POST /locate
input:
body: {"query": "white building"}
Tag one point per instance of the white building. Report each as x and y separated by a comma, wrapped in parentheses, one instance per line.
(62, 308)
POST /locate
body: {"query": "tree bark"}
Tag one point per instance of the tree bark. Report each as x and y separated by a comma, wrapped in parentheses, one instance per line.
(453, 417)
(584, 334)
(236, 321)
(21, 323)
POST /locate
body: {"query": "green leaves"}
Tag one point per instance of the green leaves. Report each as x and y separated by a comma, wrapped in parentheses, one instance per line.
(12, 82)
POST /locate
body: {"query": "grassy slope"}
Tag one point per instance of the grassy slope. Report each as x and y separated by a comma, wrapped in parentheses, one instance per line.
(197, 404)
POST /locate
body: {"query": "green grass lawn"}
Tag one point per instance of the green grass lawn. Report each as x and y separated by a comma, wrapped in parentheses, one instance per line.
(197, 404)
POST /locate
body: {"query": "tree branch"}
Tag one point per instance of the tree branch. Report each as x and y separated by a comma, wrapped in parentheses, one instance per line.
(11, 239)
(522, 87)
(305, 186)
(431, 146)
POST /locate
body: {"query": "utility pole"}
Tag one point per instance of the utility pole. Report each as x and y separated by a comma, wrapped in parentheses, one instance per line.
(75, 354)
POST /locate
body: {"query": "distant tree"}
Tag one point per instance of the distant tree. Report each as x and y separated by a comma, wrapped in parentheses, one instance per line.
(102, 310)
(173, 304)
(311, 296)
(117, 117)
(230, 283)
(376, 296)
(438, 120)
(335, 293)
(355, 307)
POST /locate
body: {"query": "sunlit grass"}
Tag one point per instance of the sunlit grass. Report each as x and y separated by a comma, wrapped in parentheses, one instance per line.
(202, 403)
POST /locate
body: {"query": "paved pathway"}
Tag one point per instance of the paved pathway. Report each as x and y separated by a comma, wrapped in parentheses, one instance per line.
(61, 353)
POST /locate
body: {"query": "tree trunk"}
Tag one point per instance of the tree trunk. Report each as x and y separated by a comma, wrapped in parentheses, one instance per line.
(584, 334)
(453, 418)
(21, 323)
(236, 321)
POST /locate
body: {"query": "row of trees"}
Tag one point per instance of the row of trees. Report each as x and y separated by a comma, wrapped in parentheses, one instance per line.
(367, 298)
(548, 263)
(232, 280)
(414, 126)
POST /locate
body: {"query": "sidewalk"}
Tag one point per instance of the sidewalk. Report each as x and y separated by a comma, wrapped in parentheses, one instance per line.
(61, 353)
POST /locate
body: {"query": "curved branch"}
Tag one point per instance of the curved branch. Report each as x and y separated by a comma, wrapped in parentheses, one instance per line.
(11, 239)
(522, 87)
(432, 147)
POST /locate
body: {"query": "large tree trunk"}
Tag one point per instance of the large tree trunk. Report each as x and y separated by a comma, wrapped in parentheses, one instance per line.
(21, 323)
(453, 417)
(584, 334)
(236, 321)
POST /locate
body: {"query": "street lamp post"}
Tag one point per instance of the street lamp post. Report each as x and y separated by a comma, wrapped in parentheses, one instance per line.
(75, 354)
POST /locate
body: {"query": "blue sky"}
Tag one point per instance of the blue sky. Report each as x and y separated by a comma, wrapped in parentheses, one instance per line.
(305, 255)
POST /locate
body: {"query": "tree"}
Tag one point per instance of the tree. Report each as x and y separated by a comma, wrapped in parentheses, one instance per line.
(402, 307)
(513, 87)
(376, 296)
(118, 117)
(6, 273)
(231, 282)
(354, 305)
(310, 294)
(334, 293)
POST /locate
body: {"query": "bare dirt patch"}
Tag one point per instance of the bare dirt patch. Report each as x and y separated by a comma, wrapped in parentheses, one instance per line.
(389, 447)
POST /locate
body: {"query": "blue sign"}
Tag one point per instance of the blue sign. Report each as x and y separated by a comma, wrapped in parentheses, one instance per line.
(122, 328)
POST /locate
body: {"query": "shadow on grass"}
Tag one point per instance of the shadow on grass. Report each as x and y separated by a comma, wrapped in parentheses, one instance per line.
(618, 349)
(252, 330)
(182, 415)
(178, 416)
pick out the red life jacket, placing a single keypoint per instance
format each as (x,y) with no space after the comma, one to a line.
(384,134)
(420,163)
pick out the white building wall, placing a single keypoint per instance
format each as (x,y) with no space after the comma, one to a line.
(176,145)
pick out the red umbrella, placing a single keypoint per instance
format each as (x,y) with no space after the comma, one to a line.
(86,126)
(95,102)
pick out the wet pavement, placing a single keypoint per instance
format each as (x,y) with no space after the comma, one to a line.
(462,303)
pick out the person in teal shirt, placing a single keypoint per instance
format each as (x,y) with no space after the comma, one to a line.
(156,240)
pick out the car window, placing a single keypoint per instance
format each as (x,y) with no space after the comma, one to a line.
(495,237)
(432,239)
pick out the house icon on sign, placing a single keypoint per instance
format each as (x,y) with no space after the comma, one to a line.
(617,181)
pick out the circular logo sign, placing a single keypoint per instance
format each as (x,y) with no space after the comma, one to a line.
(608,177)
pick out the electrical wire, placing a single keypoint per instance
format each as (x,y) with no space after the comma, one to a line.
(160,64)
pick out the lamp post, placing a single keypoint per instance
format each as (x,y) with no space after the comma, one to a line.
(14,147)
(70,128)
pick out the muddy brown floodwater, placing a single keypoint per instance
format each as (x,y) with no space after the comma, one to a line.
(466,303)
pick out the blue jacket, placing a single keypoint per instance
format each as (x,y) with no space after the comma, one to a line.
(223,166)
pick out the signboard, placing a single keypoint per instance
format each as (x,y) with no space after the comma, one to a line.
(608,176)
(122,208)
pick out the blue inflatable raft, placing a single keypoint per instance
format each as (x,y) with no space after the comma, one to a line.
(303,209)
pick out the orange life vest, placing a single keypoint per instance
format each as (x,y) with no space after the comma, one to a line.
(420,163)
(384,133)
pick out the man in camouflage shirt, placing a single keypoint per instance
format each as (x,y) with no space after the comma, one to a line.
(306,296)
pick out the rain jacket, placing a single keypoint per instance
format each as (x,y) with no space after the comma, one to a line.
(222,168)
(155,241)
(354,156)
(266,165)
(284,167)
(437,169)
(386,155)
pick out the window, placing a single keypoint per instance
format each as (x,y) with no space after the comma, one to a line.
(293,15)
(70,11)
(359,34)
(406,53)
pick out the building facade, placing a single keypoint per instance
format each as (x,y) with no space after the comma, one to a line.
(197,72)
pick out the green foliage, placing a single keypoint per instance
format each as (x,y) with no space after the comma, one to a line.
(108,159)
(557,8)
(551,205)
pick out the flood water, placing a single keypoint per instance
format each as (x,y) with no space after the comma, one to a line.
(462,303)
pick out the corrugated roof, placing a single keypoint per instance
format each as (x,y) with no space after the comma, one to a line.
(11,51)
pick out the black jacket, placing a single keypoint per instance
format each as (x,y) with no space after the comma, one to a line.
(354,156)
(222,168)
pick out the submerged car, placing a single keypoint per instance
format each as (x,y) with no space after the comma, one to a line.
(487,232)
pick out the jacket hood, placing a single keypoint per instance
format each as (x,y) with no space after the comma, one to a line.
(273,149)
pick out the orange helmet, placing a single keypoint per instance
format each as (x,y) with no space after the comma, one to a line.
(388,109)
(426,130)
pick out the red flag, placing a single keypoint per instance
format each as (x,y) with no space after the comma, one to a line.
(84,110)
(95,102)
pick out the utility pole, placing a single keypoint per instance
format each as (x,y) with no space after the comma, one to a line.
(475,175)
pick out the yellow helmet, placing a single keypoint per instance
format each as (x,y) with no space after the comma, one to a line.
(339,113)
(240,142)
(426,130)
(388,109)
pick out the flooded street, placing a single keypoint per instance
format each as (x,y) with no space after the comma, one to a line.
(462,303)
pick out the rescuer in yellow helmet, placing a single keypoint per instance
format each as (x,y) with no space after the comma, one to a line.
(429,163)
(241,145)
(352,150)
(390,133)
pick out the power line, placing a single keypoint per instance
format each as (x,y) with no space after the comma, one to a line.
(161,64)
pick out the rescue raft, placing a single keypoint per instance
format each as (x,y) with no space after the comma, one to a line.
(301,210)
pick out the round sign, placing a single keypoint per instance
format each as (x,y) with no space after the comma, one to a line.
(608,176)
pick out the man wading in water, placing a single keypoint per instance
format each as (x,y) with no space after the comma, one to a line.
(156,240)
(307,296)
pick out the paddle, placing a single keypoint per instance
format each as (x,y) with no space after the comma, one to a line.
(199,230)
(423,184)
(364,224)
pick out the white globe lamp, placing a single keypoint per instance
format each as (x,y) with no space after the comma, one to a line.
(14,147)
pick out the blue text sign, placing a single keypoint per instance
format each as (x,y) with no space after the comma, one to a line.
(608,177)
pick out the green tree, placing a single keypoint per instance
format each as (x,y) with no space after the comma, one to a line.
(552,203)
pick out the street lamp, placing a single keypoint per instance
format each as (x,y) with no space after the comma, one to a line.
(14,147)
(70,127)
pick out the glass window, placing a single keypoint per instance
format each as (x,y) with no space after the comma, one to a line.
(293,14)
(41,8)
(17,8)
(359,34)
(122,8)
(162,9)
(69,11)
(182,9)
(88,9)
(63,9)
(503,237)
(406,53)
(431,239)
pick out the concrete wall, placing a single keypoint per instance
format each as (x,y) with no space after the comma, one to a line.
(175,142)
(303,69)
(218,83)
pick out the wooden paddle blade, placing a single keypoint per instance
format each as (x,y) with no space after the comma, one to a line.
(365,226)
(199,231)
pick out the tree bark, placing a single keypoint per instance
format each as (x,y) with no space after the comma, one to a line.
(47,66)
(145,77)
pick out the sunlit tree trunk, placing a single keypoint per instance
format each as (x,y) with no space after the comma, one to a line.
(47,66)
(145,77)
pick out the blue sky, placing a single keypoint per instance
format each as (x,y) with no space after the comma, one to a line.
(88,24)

■ ■ ■

WORK TO COMPLETE:
Please quote nothing but the lines from the line with "pick out the glass" through the end of the data above, exactly as written, ends included.

TASK ANSWER:
pick out the glass window, placing a single keypoint per instance
format each as (x,y) with no space after the comma, one to a line.
(293,14)
(41,8)
(17,8)
(359,34)
(122,8)
(162,9)
(69,11)
(182,9)
(88,9)
(63,9)
(503,237)
(406,53)
(431,239)
pick out the concrete wall, placing a single keypoint per instance
format each as (x,y) with no space after the comma, one to a line.
(175,142)
(303,69)
(218,83)
pick out the wooden paddle blade, placing a single keypoint per instance
format each as (x,y) with no space after the comma, one to a line.
(365,226)
(199,231)
pick out the tree bark, placing a single keypoint per instance
format each as (x,y) with no space after the comma, one to a line.
(47,66)
(145,77)
pick out the sunlit tree trunk, placing a single keypoint per instance
format each as (x,y) with no space after the comma, one to a line.
(47,66)
(145,77)
pick out the blue sky, placing a single keypoint per instance
format each as (x,y) with no space after the comma, one to a line.
(88,24)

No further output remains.